**Listing**:

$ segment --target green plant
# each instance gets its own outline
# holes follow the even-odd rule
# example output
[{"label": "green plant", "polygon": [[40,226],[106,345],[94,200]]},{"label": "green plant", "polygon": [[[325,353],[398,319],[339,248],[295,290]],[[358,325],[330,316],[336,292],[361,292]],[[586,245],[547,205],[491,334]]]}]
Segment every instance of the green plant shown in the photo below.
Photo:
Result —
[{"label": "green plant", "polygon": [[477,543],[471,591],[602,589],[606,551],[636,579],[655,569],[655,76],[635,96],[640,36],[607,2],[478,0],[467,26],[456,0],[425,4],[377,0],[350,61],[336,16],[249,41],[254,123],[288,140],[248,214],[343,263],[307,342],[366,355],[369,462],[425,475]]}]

==

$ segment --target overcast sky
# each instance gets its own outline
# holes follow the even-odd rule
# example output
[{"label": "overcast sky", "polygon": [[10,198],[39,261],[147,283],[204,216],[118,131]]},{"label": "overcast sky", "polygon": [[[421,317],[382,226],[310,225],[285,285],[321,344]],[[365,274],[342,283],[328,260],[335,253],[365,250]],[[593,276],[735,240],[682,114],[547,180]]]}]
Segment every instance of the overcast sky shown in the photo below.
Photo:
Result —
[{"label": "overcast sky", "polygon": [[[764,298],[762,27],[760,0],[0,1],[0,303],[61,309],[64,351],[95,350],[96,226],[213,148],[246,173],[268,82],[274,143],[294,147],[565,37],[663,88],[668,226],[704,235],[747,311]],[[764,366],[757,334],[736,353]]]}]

---

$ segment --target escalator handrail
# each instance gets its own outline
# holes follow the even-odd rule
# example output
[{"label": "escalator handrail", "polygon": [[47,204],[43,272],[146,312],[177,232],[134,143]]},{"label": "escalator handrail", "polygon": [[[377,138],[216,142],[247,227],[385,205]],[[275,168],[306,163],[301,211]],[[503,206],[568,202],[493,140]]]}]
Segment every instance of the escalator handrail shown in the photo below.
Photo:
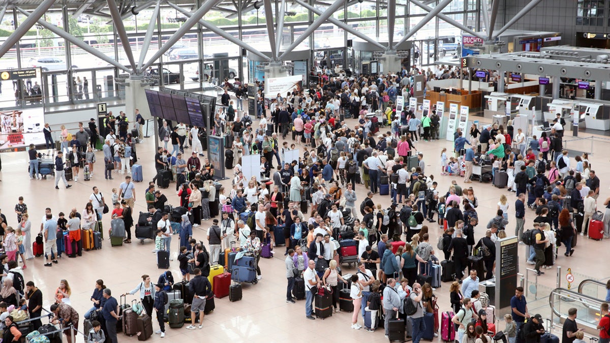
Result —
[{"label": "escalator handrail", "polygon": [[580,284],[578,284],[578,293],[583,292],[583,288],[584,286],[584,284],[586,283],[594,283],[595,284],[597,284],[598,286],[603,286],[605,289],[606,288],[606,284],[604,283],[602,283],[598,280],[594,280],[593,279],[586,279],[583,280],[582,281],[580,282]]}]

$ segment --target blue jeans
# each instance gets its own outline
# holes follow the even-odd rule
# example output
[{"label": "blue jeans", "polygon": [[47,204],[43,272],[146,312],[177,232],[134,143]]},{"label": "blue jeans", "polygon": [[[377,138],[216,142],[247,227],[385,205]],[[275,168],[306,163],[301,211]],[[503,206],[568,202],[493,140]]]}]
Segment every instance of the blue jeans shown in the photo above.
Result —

**What to do**:
Pick out each line above that contains the string "escalator" and copy it in full. Match capitalization exactly.

**Result for this exercise**:
$ segment --target escalator handrail
[{"label": "escalator handrail", "polygon": [[47,204],[43,272],[146,312],[177,232],[134,143]]},{"label": "escalator handrail", "polygon": [[[377,138],[216,142],[247,227],[385,205]],[[275,168],[306,163],[301,211]],[[503,206],[568,202],[493,140]]]}]
Segment every instance of the escalator handrail shown in the photo below.
[{"label": "escalator handrail", "polygon": [[580,284],[578,284],[578,293],[583,292],[583,288],[584,286],[584,284],[586,283],[594,283],[595,284],[597,284],[598,286],[603,286],[605,289],[606,288],[606,284],[604,283],[602,283],[598,280],[594,280],[593,279],[586,279],[583,280],[582,281],[580,282]]}]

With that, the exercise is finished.